▶ Problem to work on
Reproduce the records below from their beginning up to and including the line with "xmin=897 ymin=298 xmax=989 ymax=584". Omit the pictures from your answer.

Region annotation entries:

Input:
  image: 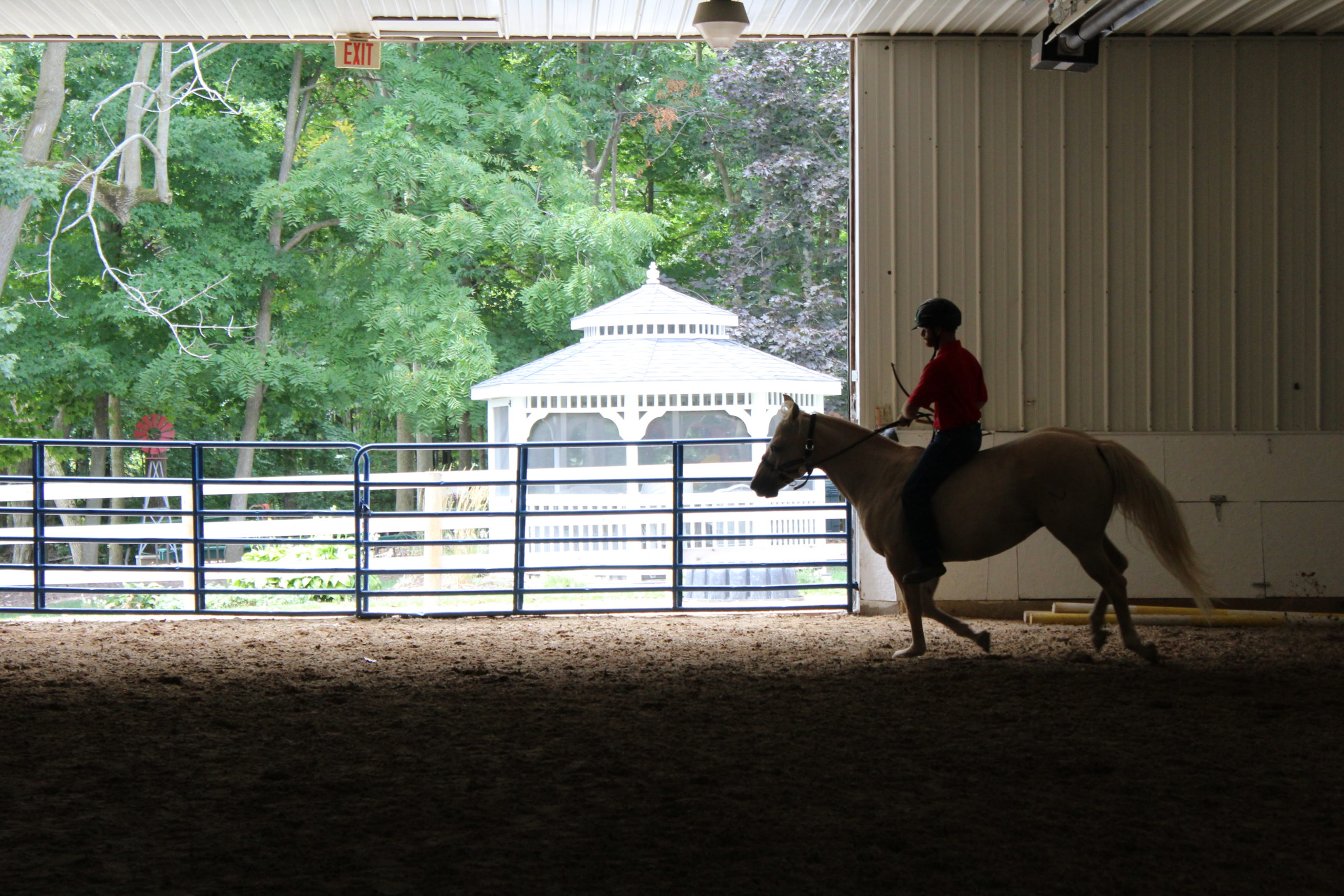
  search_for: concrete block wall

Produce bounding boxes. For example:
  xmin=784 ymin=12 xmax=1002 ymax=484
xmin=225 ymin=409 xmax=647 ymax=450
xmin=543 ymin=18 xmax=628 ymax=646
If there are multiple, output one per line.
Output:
xmin=859 ymin=433 xmax=1344 ymax=602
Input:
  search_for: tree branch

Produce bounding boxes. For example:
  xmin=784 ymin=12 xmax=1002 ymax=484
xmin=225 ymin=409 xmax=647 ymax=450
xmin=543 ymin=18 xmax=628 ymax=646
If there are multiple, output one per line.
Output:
xmin=279 ymin=218 xmax=340 ymax=252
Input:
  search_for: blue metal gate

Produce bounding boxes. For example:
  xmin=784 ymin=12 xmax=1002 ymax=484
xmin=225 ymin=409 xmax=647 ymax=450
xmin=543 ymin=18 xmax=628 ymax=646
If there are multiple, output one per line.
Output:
xmin=0 ymin=439 xmax=855 ymax=617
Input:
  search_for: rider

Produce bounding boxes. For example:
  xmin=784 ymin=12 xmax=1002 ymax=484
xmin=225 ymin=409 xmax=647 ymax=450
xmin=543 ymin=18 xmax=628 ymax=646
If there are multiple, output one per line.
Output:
xmin=897 ymin=298 xmax=989 ymax=584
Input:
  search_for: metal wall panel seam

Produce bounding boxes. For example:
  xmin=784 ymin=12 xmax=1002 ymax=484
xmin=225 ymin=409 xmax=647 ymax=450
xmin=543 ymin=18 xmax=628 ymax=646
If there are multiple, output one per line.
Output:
xmin=1185 ymin=40 xmax=1195 ymax=433
xmin=1058 ymin=71 xmax=1070 ymax=426
xmin=1262 ymin=38 xmax=1284 ymax=433
xmin=929 ymin=38 xmax=942 ymax=296
xmin=1017 ymin=41 xmax=1028 ymax=431
xmin=1101 ymin=57 xmax=1111 ymax=433
xmin=1313 ymin=43 xmax=1325 ymax=433
xmin=1227 ymin=40 xmax=1241 ymax=433
xmin=874 ymin=41 xmax=900 ymax=429
xmin=1144 ymin=39 xmax=1154 ymax=433
xmin=958 ymin=36 xmax=985 ymax=363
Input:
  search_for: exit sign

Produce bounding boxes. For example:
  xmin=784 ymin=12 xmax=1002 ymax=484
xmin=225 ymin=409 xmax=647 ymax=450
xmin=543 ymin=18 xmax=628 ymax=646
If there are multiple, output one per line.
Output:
xmin=336 ymin=40 xmax=383 ymax=69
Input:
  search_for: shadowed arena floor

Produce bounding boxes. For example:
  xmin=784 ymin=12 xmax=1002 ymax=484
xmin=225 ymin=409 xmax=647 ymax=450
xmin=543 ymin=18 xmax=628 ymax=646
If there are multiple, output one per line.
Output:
xmin=0 ymin=615 xmax=1344 ymax=896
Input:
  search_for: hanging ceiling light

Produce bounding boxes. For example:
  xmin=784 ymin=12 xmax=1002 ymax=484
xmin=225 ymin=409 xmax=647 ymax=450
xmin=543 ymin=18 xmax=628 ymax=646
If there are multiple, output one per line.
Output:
xmin=691 ymin=0 xmax=751 ymax=50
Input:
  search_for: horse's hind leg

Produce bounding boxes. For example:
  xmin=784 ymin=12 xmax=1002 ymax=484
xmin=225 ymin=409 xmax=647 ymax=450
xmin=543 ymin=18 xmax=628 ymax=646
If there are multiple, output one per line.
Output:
xmin=1068 ymin=539 xmax=1157 ymax=662
xmin=1087 ymin=536 xmax=1129 ymax=651
xmin=887 ymin=564 xmax=929 ymax=658
xmin=923 ymin=579 xmax=989 ymax=653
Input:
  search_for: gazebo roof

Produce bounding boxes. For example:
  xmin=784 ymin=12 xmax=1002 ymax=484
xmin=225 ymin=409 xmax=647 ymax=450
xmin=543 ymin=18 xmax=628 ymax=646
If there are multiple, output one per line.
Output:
xmin=472 ymin=265 xmax=840 ymax=400
xmin=570 ymin=283 xmax=738 ymax=329
xmin=472 ymin=336 xmax=840 ymax=399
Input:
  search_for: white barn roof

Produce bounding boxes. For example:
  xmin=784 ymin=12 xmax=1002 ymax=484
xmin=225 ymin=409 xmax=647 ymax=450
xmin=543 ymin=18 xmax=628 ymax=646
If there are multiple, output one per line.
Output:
xmin=0 ymin=0 xmax=1344 ymax=40
xmin=472 ymin=265 xmax=840 ymax=400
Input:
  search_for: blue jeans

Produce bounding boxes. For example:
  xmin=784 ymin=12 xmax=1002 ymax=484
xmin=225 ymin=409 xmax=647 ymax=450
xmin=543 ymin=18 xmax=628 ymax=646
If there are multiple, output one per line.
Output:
xmin=900 ymin=422 xmax=980 ymax=567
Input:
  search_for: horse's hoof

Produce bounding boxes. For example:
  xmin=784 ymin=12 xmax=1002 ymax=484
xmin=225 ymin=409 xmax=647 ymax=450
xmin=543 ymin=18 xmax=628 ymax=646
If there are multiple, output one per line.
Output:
xmin=1130 ymin=641 xmax=1162 ymax=666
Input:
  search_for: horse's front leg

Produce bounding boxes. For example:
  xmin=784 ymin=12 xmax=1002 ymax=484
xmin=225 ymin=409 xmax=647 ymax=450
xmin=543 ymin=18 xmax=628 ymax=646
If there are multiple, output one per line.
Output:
xmin=1087 ymin=591 xmax=1110 ymax=653
xmin=921 ymin=579 xmax=989 ymax=653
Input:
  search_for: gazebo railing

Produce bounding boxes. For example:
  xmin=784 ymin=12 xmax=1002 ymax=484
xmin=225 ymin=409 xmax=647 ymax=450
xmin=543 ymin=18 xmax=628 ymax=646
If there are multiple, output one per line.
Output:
xmin=0 ymin=439 xmax=855 ymax=617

▶ Result
Input:
  image: 
  search_for: concrete block wall

Produce bounding boxes. For example:
  xmin=784 ymin=12 xmax=1002 ymax=484
xmin=225 ymin=409 xmax=647 ymax=450
xmin=543 ymin=18 xmax=628 ymax=646
If there are multiple, output one per line.
Output:
xmin=859 ymin=433 xmax=1344 ymax=602
Input:
  search_for: tree branch

Produce bounding boxes. For example:
  xmin=784 ymin=12 xmax=1002 ymax=484
xmin=225 ymin=409 xmax=647 ymax=450
xmin=543 ymin=18 xmax=628 ymax=646
If there are multiple, output one per line.
Output:
xmin=279 ymin=218 xmax=340 ymax=252
Input:
  search_for: blue metal gate

Produce bounding boxes. For example:
  xmin=784 ymin=12 xmax=1002 ymax=484
xmin=225 ymin=409 xmax=647 ymax=450
xmin=543 ymin=18 xmax=628 ymax=646
If there are multiple, output one per line.
Output:
xmin=0 ymin=439 xmax=855 ymax=617
Input:
  search_for: rider

Produce bounding boxes. For example:
  xmin=784 ymin=12 xmax=1002 ymax=484
xmin=225 ymin=409 xmax=647 ymax=450
xmin=543 ymin=18 xmax=628 ymax=646
If there are multiple, output one per line.
Output:
xmin=897 ymin=298 xmax=989 ymax=584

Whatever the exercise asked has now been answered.